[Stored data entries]
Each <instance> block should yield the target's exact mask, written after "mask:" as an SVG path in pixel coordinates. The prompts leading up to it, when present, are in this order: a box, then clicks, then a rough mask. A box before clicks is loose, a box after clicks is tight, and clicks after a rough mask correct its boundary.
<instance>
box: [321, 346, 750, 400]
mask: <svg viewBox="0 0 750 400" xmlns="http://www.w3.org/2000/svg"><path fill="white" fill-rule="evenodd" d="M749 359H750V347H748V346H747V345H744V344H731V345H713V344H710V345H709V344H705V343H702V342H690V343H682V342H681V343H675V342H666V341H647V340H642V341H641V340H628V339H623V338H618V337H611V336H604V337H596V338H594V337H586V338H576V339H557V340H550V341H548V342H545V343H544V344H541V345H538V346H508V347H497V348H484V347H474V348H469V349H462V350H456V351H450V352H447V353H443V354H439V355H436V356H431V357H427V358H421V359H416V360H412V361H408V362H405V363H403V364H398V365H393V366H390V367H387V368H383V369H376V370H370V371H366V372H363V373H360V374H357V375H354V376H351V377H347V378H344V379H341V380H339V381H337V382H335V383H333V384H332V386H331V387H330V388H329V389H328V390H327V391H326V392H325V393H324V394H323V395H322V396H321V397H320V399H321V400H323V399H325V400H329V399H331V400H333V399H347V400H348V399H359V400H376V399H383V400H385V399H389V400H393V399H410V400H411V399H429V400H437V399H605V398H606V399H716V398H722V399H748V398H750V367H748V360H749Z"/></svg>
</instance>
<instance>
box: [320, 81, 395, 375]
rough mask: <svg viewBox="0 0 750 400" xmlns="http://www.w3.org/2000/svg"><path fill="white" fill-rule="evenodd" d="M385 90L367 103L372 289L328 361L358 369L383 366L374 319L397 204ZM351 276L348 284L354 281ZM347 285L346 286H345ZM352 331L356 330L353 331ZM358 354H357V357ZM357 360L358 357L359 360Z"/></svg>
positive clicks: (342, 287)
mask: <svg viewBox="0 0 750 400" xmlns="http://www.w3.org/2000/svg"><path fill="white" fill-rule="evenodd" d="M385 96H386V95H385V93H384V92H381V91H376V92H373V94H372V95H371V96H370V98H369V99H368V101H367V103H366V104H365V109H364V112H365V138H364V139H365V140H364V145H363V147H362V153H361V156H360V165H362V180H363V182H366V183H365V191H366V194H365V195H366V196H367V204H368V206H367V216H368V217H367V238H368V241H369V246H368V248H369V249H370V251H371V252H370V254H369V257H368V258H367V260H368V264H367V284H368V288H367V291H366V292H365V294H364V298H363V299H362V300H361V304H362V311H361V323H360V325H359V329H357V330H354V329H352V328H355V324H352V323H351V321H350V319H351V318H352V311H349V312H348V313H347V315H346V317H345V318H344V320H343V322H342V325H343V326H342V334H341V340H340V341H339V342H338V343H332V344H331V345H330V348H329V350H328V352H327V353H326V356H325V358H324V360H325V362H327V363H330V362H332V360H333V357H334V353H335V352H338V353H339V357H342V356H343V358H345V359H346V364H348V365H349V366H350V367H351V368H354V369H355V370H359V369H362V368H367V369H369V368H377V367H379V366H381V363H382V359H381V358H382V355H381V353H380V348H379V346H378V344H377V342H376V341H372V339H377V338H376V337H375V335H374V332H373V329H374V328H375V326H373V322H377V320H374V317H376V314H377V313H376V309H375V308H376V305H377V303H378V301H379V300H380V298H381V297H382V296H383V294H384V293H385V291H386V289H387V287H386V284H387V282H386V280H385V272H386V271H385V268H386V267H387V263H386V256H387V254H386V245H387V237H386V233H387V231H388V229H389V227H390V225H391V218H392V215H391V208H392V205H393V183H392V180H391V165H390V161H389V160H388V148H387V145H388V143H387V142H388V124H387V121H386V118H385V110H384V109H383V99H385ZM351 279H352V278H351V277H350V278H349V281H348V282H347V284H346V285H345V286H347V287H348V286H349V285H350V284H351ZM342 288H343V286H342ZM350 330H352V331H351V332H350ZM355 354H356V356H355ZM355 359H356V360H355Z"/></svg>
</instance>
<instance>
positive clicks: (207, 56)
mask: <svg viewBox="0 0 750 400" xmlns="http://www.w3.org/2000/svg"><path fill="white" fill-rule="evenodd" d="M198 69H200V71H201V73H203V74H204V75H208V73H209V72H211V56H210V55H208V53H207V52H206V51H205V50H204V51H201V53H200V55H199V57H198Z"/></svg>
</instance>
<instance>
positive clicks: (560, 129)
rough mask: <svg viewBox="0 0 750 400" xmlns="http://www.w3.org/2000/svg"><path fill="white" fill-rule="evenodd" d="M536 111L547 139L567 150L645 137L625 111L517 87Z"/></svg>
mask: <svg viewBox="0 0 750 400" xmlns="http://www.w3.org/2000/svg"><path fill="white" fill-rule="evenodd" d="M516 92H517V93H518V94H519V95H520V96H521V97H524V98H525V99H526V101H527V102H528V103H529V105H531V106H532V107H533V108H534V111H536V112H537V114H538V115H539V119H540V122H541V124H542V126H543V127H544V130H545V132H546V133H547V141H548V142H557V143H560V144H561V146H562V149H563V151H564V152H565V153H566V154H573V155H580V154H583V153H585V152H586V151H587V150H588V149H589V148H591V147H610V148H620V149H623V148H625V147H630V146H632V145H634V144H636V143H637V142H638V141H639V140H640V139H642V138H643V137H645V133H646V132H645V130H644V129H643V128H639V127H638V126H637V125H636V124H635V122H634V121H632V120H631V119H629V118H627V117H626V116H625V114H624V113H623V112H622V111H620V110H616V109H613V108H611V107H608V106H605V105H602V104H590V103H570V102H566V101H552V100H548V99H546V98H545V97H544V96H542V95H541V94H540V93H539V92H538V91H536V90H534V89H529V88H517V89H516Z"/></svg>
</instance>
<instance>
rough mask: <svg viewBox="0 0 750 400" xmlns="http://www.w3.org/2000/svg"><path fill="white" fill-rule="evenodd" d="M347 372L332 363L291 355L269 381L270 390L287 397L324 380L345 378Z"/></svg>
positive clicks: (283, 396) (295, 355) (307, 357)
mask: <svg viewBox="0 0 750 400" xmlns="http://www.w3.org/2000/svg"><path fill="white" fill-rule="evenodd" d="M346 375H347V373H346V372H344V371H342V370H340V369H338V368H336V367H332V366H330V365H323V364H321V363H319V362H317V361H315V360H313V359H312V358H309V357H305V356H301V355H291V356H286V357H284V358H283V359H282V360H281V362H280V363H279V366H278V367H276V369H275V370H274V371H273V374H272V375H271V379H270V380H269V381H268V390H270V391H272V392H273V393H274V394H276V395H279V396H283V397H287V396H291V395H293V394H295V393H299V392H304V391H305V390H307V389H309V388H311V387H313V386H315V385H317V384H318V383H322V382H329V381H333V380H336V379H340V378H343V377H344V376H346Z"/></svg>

__DIRECTIONS__. Find every line in the records that contains the word "positive" and copy each one out in full.

__WRITTEN SOLUTION__.
positive clicks: (342, 287)
positive clicks: (207, 56)
positive clicks: (560, 129)
positive clicks: (283, 396) (295, 355) (307, 357)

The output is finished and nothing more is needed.